**Questions on the material:**
#1 Could you echo, word for word, the part of the passage about Mr. Feeley starting at "Deepak Kayastha was" and ending at "Mr. Kayastha said."?
#2 Can you carry on the passage about Mr. Feeley from the point where it stops?

*** Provided text ***

Mark Krug, a fellow dealer and friend who first met Mr. Feeley in the sixth grade when they were both attending St. John the Evangelist parochial school in Hydes.

"I started out with Crown Central Petroleum before Danny, and I helped him get his first Crown Central station," Mr. Krug said. "He was an awesome entrepreneur when it came to the work. He accumulated locations, purchased property and turned some of them into lease properties."

He added: "He was wonderful with his employees and one heck of a boss."

Deepak Kayastha was working at the Exxon station at York and Warren roads at the time Mr. Feeley acquired the business.

"He had the station next to us which was a BP station at York and Scott Adams roads. He bought the station in 2002, and I was afraid that I'd lose my job because he was a new owner, but he said he'd keep all of the employees," Mr. Kayastha said.

"He watched me work and then trained and hired me to be manager of the station. I was the first Nepalese guy he got to know, and in addition to hiring me, he hired 16 other Nepalese people," he said.

"He told me he'd hire Nepalese people anytime. We respected him and he respected us, and we're going to miss him," he said. "I was an immigrant from another country, and he supported me. I loved working for him. He was my inspiration. There was never a better boss than Dan."

*** End of Provided text ***
*** Data ***

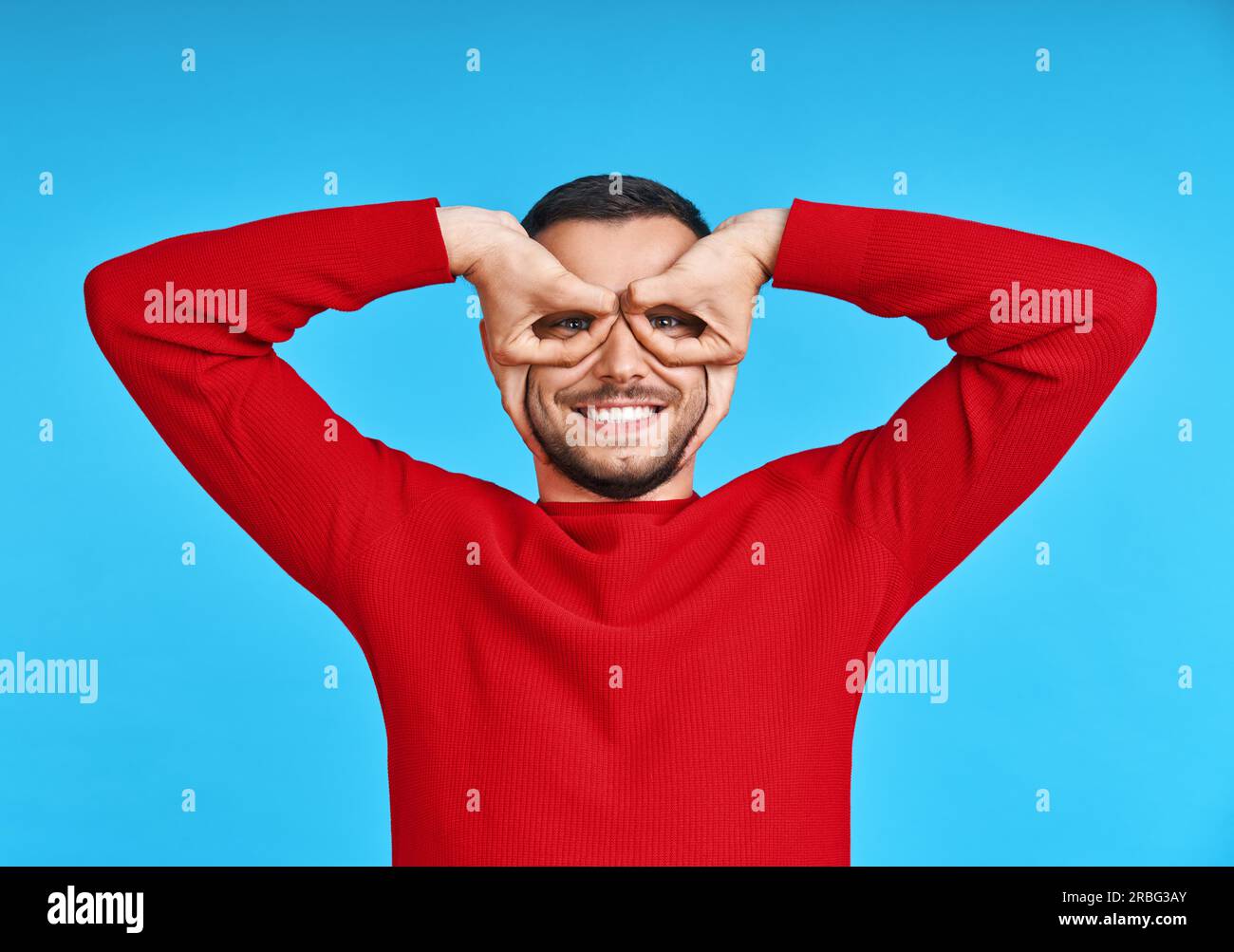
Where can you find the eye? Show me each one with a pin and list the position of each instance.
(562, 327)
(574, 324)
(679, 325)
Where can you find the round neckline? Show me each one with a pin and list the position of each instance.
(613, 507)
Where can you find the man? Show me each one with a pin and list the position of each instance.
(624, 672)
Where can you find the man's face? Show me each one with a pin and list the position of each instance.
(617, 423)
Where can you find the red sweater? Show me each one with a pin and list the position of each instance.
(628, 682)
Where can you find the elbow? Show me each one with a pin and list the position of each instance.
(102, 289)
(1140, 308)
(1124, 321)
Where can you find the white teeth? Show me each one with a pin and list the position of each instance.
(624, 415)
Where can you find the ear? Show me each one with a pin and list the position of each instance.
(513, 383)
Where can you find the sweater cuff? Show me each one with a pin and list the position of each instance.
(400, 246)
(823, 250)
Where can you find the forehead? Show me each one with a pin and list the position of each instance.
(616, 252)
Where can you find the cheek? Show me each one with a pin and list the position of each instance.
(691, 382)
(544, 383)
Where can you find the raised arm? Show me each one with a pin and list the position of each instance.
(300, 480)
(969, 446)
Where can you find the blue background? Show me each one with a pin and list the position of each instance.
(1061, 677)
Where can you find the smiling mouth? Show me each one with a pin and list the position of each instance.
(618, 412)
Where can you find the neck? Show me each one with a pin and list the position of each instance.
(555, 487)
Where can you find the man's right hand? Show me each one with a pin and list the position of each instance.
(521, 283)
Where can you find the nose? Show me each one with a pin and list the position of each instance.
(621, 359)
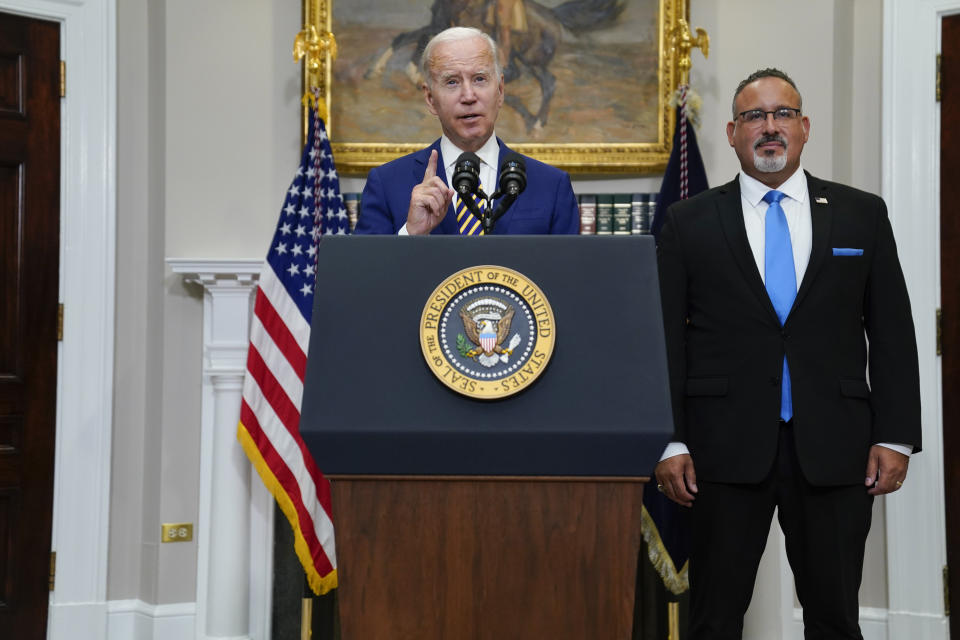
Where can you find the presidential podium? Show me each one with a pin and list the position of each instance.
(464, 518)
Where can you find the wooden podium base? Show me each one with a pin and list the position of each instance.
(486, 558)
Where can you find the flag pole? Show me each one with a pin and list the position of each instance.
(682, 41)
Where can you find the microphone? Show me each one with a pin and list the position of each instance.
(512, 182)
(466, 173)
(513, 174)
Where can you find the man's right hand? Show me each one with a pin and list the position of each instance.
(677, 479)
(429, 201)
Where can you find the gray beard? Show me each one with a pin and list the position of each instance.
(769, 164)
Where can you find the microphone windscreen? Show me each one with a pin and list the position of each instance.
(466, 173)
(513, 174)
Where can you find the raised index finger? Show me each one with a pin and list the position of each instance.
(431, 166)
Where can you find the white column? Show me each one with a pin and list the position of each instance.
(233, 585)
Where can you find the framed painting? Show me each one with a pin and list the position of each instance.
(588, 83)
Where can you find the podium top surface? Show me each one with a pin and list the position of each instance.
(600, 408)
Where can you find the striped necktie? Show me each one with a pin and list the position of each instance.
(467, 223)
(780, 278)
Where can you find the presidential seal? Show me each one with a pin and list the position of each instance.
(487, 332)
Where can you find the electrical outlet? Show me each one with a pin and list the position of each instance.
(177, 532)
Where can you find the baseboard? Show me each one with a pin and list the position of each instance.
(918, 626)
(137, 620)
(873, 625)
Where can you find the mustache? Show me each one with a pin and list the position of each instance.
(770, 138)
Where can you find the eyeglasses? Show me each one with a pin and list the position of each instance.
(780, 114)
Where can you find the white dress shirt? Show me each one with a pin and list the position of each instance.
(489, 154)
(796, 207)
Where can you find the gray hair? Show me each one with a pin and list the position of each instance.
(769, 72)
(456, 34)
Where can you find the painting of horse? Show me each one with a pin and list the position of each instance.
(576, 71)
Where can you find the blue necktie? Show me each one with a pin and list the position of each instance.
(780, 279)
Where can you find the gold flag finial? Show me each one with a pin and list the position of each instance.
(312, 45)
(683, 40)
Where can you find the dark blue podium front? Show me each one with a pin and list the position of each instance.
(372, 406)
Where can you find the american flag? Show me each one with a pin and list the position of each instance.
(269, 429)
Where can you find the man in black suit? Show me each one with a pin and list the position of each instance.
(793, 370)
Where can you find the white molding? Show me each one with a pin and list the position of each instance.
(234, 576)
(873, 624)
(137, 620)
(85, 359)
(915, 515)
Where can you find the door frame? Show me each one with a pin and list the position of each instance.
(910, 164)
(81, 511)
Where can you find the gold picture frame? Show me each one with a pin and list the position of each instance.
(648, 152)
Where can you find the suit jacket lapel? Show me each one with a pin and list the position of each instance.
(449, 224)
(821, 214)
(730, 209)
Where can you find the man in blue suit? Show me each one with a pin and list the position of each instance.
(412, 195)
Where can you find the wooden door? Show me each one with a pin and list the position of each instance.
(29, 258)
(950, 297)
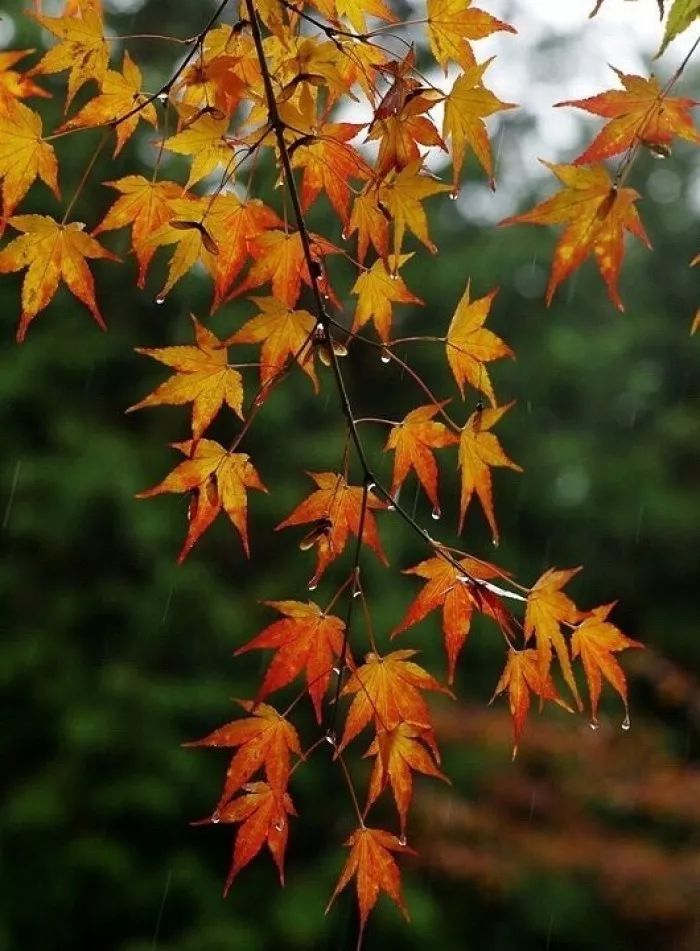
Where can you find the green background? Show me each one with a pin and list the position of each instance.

*** End of Data ***

**Answer section:**
#1
Deepak Kayastha was working at the Exxon station at York and Warren roads at the time Mr. Feeley acquired the business.

"He had the station next to us which was a BP station at York and Scott Adams roads. He bought the station in 2002, and I was afraid that I'd lose my job because he was a new owner, but he said he'd keep all of the employees," Mr. Kayastha said.

#2
When Mr. Kayastha decided to go into business for himself and opened the Ashland Cafe in Cockeysville, he was aided in his efforts, he said, by a $75,000 severance package from Mr. Feeley.

"He told me, 'If you need help, you come to me,'" Mr. Kayastha said. "He'd come to the cafe all the time and was very proud of what I was doing. He was such a father figure to me. He had such a big heart."

Mr. Feeley, who was a member of the Hillendale Country Club for most of his life, had lived for the last 22 years in a home adjacent to the 10th hole.

"He was a very good golfer with a single-digit handicap," Mr Krug said. "He was also very social when it came to Hillendale, plus he had many, many friends throughout the community."

Mr. Feeley was diagnosed 21 months ago with the glioblastoma that ended his life.

"Last September, all his family and friends, wearing a 'Feeley Strong' T-shirt, joined the walk around the Inner Harbor to raise funds for brain cancer research," Sister Kathleen recalled. "Our group was the largest individual group there, and we raised a good sum of money. Dan was there, under the tent, cheering us on."

Mr. Feeley was a communicant of St. John the Evangelist Roman Catholic Church, 13305 Long Green Pike, Hydes, where a memorial Mass will be offered at 10 a.m. Tuesday.

In addition to his aunt, son and adopted mother, who lives in Timonium, he is also survived two other sons, David W. Feeley of Mays Chapel and Tyler D. Feeley of Canton; a daughter, Kelly E. Feeley, of Phoenix, Baltimore County; two brothers, Michael R. Feeley of Severna Park and Sean P. Feeley of Hagerstown; six sisters, Kathryn F. Hinton, Monica F. Shanner, and Bernadette F. Poehler, all of Glen Arm, Maureen F. Lidard of Hamilton, Helen F. Tutino of Catonsville and Ann F. Swaner of Miami Shores, Fla.; and two grandsons.